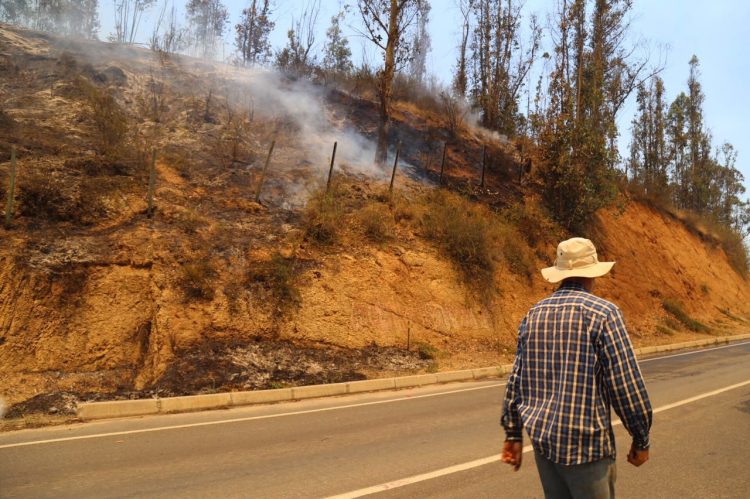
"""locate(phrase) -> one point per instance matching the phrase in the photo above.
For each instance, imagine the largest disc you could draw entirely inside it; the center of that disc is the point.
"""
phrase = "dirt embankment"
(217, 292)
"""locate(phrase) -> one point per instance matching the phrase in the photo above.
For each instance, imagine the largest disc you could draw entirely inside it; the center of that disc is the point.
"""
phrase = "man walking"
(574, 361)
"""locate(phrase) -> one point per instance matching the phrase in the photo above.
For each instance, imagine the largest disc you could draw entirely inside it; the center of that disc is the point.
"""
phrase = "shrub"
(463, 232)
(516, 253)
(377, 222)
(109, 120)
(198, 280)
(679, 313)
(736, 251)
(323, 216)
(454, 111)
(50, 195)
(278, 278)
(533, 222)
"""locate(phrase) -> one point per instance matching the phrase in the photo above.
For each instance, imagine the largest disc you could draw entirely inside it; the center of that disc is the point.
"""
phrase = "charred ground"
(218, 292)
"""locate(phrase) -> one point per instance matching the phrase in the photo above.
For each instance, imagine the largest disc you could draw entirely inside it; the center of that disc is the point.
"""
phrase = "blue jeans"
(579, 481)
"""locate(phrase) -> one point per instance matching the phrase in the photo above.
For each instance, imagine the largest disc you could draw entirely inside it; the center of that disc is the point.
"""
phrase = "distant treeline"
(570, 116)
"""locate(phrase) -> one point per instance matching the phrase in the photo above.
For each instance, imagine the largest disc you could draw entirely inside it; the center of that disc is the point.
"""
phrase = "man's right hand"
(637, 456)
(512, 453)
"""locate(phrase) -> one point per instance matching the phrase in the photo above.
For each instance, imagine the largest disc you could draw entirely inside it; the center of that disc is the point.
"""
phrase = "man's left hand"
(637, 456)
(512, 453)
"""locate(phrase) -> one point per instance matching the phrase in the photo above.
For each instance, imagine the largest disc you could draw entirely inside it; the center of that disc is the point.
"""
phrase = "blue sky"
(717, 32)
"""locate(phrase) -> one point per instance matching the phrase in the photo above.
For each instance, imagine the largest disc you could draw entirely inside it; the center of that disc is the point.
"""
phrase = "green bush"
(109, 120)
(676, 310)
(377, 222)
(463, 232)
(516, 253)
(323, 216)
(278, 278)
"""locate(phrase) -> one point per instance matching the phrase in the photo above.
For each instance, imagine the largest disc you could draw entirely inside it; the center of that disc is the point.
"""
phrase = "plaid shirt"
(574, 361)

####################

EXERCISE REQUIREMENTS: Copy every record character for character. Skip the pictures.

THE SOLUTION:
"""locate(phrase) -> one point per instance matching the phrase in the photo above.
For each instance, imagine the largest disc you could draw entirely inside it; the center of that disc is the point.
"""
phrase = "dirt embankment"
(217, 292)
"""locate(phrase) -> one point per instance matching the phrase in the photo above.
For each instance, imagine the largest disc you could draw entirely inside it; the center of that disc is the point.
"""
phrase = "man walking"
(574, 361)
"""locate(phrase) -> one point per instance matching the phrase in the photo above.
For each instance, imagine the largest disc you could draw entirely inside it; the center of that disc is the point.
"""
phrase = "shrub"
(463, 232)
(516, 253)
(377, 222)
(109, 120)
(198, 280)
(679, 313)
(736, 251)
(323, 216)
(454, 111)
(50, 195)
(278, 278)
(533, 222)
"""locate(phrase) -> one point per instance matching the phrase in the photo above.
For each instance, imagine the largest disc you could draw entirely inside it; the center of that disc is the point.
"""
phrase = "charred ground"
(218, 292)
"""locate(phrase) -> one point per instance matching the phrase in the photo above.
For each instance, imagine the largest disc you could draw entirely inside it; the center of that disc is the point.
"""
phrase = "blue jeans"
(579, 481)
"""locate(phrase) -> one point per instance matching the phrase in the photo above.
For each instance, imagine the largest disc you could draw entirely inside it; the center of that disc is the point.
"""
phrase = "distant treeline"
(570, 116)
"""locate(phrase) -> one point per instance matching the phrase in the photo above.
For each instance, imagine the largest disc you could draw entirely inside it; the center of that disc is the point.
"""
phrase = "man's right hand"
(637, 456)
(512, 453)
"""locate(phrase) -> one point per instance matching the phrase in the photo above.
For each instance, imagine the largest disc you could draw entirely inside it; the center of that disc is the point.
"""
phrase = "man's left hand"
(637, 456)
(512, 453)
"""locate(phrase) -> one point per instance matching the phrase in the photo above.
For each instance, imagine the largest disc you could draw entirely inside it; the center of that disc is the point.
"""
phrase = "blue sky"
(717, 32)
"""locate(phrase) -> one point per instance matching the phrase in the photo above.
For each instance, imagine the largest disc you could draw entirely inside it; the center of that disc is the point.
"""
phrase = "green bush"
(109, 120)
(676, 310)
(377, 222)
(463, 232)
(516, 253)
(323, 216)
(278, 278)
"""locate(phrase) -> one point per instance matching the phrase in the photo above.
For each instance, imagine the largest disc you could draw entirely inside it; the center of that disc is the point.
"""
phrase = "plaid shirt"
(574, 361)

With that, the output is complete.